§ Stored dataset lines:
#####
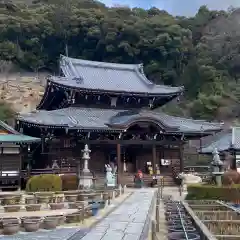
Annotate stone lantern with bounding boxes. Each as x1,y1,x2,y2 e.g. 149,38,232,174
211,148,224,186
78,144,93,188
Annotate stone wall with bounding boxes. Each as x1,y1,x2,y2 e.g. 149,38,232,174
0,73,48,113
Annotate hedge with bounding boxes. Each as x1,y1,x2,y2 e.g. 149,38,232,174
26,174,62,192
186,184,240,202
61,174,78,191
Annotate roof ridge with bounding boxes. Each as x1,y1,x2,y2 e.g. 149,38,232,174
60,55,141,71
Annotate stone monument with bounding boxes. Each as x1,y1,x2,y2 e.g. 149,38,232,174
78,144,93,189
211,148,224,186
105,164,117,187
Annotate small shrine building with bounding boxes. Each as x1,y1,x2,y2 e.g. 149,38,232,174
199,127,240,172
0,121,41,189
16,56,222,182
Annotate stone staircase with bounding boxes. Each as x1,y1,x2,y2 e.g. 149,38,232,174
121,173,176,187
96,173,176,187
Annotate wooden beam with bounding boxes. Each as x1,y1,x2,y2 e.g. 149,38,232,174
74,140,180,148
117,144,122,184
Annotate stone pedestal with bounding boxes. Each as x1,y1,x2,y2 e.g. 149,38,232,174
78,144,93,189
212,172,224,187
79,173,93,188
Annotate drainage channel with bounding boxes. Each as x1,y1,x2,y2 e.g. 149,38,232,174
165,199,201,240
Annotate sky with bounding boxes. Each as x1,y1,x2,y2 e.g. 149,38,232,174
100,0,240,16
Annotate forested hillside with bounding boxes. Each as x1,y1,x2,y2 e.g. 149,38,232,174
0,0,240,120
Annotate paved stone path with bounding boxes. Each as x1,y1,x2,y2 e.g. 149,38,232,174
0,227,86,240
78,188,154,240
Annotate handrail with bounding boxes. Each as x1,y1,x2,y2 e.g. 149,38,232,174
176,202,189,240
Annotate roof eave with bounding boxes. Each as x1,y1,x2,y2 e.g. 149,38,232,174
49,79,182,97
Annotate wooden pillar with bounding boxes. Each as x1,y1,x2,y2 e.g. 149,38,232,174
117,143,122,184
152,144,157,175
231,149,237,170
179,143,184,172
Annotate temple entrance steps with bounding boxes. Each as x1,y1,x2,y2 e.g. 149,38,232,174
121,173,176,187
95,173,176,187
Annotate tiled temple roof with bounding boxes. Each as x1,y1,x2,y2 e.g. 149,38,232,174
0,120,41,144
19,107,221,133
199,127,240,154
53,56,184,96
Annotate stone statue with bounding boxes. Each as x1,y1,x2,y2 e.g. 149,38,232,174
77,144,93,189
105,164,117,187
211,148,224,186
52,160,59,169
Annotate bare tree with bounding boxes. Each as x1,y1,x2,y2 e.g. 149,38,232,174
0,60,12,81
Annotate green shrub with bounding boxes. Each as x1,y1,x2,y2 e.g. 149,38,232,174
186,184,240,202
61,174,78,191
26,174,62,192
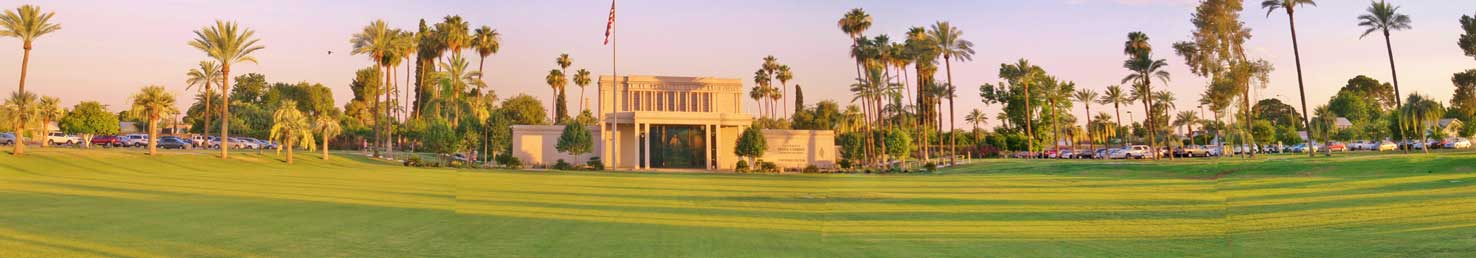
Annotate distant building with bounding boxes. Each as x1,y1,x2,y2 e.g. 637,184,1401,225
512,75,837,170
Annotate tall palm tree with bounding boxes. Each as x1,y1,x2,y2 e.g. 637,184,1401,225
835,7,871,89
185,60,220,133
35,96,66,147
189,21,266,159
1097,86,1132,144
1352,0,1413,109
435,15,471,57
543,69,568,122
313,114,344,161
270,100,316,164
999,59,1045,152
471,25,502,72
4,91,37,156
773,65,794,116
1122,55,1169,158
574,69,592,114
964,109,989,142
0,4,62,98
1072,88,1097,149
1261,0,1317,156
131,86,176,155
346,19,399,155
928,22,974,164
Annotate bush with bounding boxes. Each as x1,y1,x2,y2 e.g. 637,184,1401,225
554,159,574,170
584,156,605,171
734,161,748,172
493,153,523,170
404,156,425,167
759,161,779,172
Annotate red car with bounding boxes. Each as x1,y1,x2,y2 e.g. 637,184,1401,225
92,136,123,147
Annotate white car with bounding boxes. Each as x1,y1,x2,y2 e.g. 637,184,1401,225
120,134,149,147
1445,139,1472,149
1111,144,1153,159
1371,140,1399,152
46,131,83,144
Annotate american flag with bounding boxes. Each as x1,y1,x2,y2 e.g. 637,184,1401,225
605,0,615,44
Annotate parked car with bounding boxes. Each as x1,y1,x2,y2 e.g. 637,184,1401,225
123,134,149,147
1111,144,1153,159
1373,140,1399,152
1173,144,1209,158
1290,143,1320,153
92,136,123,147
46,131,83,144
155,136,190,149
1327,142,1348,152
1445,139,1472,149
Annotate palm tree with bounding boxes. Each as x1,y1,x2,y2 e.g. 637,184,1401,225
471,25,502,72
543,69,568,122
928,22,974,164
185,60,220,133
1097,86,1132,144
131,86,178,155
346,19,397,155
964,109,989,142
272,100,316,164
189,21,266,159
0,4,62,98
835,7,871,88
313,114,344,161
435,15,471,57
574,69,590,114
35,96,66,147
1122,55,1169,159
1261,0,1317,156
4,91,37,156
999,59,1045,152
1072,88,1097,149
1363,0,1411,109
773,65,794,116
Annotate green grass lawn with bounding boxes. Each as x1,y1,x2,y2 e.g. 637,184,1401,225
0,149,1476,257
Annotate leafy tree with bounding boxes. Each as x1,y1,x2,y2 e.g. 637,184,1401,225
1449,69,1476,122
0,4,62,96
58,102,118,147
554,121,595,159
4,91,37,156
886,128,912,165
734,127,769,162
1358,0,1411,112
1455,15,1476,57
189,21,266,159
1252,99,1302,128
270,100,315,164
131,86,179,155
313,114,342,161
35,96,66,147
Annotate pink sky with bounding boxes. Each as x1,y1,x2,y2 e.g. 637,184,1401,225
0,0,1476,127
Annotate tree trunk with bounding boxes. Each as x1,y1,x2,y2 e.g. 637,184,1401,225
323,134,329,161
1381,29,1410,153
149,115,159,156
220,63,230,159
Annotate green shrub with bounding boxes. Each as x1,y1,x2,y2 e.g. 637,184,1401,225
584,156,605,171
554,159,574,170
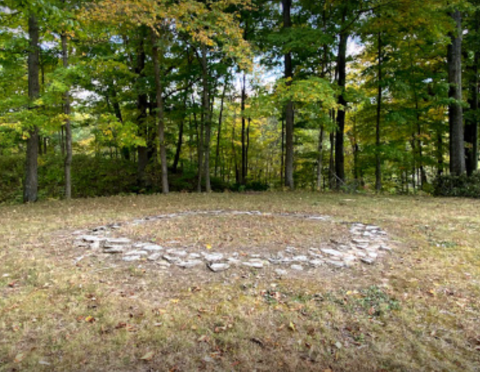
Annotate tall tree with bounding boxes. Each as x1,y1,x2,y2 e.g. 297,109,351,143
447,9,466,175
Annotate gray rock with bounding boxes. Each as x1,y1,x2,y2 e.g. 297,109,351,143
175,260,203,269
327,260,345,267
122,256,140,262
290,265,303,271
360,257,375,265
309,260,325,267
292,256,308,262
163,254,180,263
147,253,162,261
141,244,163,252
103,246,124,253
321,248,343,257
204,253,223,262
105,238,132,247
167,248,188,257
125,250,148,256
242,261,263,269
207,263,230,273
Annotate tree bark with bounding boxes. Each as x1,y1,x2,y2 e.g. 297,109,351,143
240,72,247,185
151,30,169,194
335,32,349,190
202,45,212,192
465,51,480,176
282,0,295,190
375,33,382,192
448,10,466,175
23,14,40,203
214,75,229,177
61,32,72,199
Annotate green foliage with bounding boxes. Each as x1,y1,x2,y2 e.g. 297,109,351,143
434,172,480,198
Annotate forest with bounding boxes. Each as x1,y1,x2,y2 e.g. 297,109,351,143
0,0,480,202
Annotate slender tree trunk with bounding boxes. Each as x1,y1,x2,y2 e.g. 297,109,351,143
240,72,247,185
282,0,295,190
151,30,169,194
202,45,212,192
214,75,229,177
375,33,382,192
465,49,480,176
62,32,72,199
335,28,349,189
23,14,40,203
448,10,466,175
172,88,188,173
317,124,325,191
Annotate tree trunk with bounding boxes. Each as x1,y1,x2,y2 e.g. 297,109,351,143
62,32,72,199
23,14,40,203
375,33,382,192
240,72,247,185
282,0,294,190
151,30,169,194
172,88,188,173
202,45,212,192
448,10,466,175
465,52,480,176
214,75,229,177
317,124,324,191
335,28,349,190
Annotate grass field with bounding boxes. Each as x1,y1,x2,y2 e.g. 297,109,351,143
0,193,480,372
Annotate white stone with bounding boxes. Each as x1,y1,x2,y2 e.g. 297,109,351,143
204,253,223,262
292,256,308,262
125,250,148,256
207,263,230,273
122,256,140,262
175,260,203,269
321,248,343,257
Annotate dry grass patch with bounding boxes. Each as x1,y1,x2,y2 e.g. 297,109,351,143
0,193,480,371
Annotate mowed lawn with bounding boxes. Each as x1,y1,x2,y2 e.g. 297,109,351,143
0,193,480,372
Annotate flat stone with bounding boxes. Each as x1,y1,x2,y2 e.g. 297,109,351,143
175,260,203,269
242,261,263,269
308,260,325,267
352,238,370,244
207,263,230,273
141,244,163,252
103,246,124,253
321,248,343,257
163,254,180,263
327,260,345,267
147,253,162,261
378,244,392,252
204,253,223,262
167,248,188,257
75,235,107,243
292,256,308,262
105,238,132,247
122,256,141,262
360,257,375,265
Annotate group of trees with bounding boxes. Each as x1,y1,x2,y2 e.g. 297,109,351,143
0,0,480,202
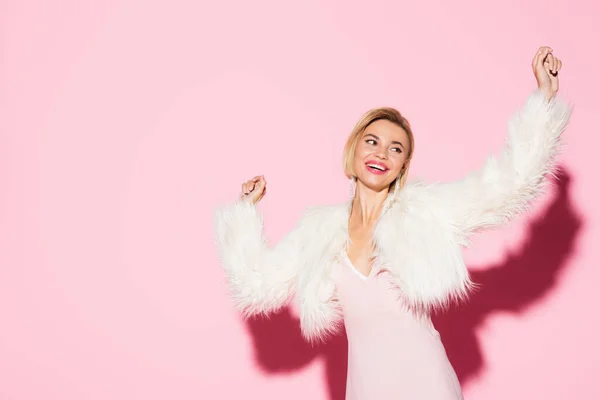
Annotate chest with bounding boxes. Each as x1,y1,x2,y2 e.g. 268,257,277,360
346,223,375,276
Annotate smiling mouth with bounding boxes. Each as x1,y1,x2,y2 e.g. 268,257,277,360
367,163,388,175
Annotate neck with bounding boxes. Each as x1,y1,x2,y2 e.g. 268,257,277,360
350,182,389,225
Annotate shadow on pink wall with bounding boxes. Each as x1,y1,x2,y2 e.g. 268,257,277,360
247,169,581,400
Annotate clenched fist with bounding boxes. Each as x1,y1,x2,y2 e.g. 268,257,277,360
531,46,562,99
240,175,267,204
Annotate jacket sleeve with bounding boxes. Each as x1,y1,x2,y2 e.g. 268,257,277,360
215,200,302,316
434,90,572,237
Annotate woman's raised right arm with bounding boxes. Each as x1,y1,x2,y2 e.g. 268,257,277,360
215,177,304,316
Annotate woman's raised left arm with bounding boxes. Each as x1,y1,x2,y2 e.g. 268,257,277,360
432,47,572,236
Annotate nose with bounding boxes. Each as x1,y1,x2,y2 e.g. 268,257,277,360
375,150,387,160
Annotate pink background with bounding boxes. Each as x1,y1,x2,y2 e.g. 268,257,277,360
0,0,600,400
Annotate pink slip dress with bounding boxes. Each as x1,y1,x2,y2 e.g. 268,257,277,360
335,251,463,400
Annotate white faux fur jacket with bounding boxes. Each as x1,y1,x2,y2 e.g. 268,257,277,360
215,90,571,341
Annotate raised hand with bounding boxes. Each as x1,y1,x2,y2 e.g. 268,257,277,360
240,175,267,204
531,46,562,99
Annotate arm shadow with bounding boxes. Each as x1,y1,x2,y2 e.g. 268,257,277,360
241,169,581,400
434,168,582,385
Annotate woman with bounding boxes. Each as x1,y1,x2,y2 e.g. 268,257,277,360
215,47,571,400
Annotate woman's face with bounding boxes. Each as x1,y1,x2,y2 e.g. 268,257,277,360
354,120,410,192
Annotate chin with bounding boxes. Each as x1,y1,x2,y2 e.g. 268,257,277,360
359,177,393,192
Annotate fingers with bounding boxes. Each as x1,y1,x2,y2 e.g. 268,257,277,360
531,46,553,68
242,175,267,195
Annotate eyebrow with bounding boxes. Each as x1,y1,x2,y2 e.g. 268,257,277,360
365,133,404,148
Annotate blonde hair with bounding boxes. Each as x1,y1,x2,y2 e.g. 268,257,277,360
343,107,415,190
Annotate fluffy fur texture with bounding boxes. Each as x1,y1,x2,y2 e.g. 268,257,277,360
#####
§ Written instruction: Rewrite the lines starting with the first one and going on through the line with "78,188,154,240", changing "drainage channel" to "drainage ditch" and keeping everything else the same. Leave the pictures out.

§ Exercise output:
Annotate stone lantern with bounding boxes. Each as x1,y1,x2,y2 e.g. 149,38,232,174
211,148,224,186
78,144,93,188
Annotate stone wall with bounding boxes. Each as x1,y1,x2,y2 e.g. 149,38,232,174
0,73,48,113
Annotate hedge with bounding boxes. Each as x1,y1,x2,y2 e.g. 149,38,232,174
26,174,62,192
186,184,240,202
61,174,78,191
Annotate roof ridge with bounding boxes. Each as x1,y1,x2,y2 e.g. 149,38,232,174
60,55,141,71
Annotate stone monument with bounding boxes. Each as x1,y1,x2,y2 e.g. 149,38,232,174
78,144,93,189
211,148,224,186
105,164,117,187
Annotate small shrine building with bounding boxes. Each as x1,y1,x2,y2 e.g. 149,38,232,174
199,127,240,172
0,121,41,189
16,56,222,182
Annotate stone staircase with bounding boxes. Each as x1,y1,x2,y2 e.g. 149,38,232,174
121,173,176,187
96,173,176,187
Annotate wooden beam with bounding boxes. Each as x1,y1,x2,y2 e.g. 149,38,232,174
74,140,180,148
117,144,122,184
Annotate stone pedestal with bounding boxes. Each as x1,y1,x2,y2 e.g. 149,38,232,174
78,144,93,189
212,172,224,187
79,173,93,188
Annotate drainage ditch with bounding boxes. Each as x1,y1,x2,y2 e.g. 149,38,232,174
165,199,201,240
Annotate sky with bounding boxes. Each as x1,y1,x2,y2 e.g. 149,38,232,174
100,0,240,16
Annotate forested hillside with bounding boxes. Each as x1,y1,x2,y2 e.g. 149,38,232,174
0,0,240,120
Annotate paved stone path with bounding boxes. Each as x1,y1,x2,y2 e.g. 149,38,232,174
0,227,86,240
78,188,154,240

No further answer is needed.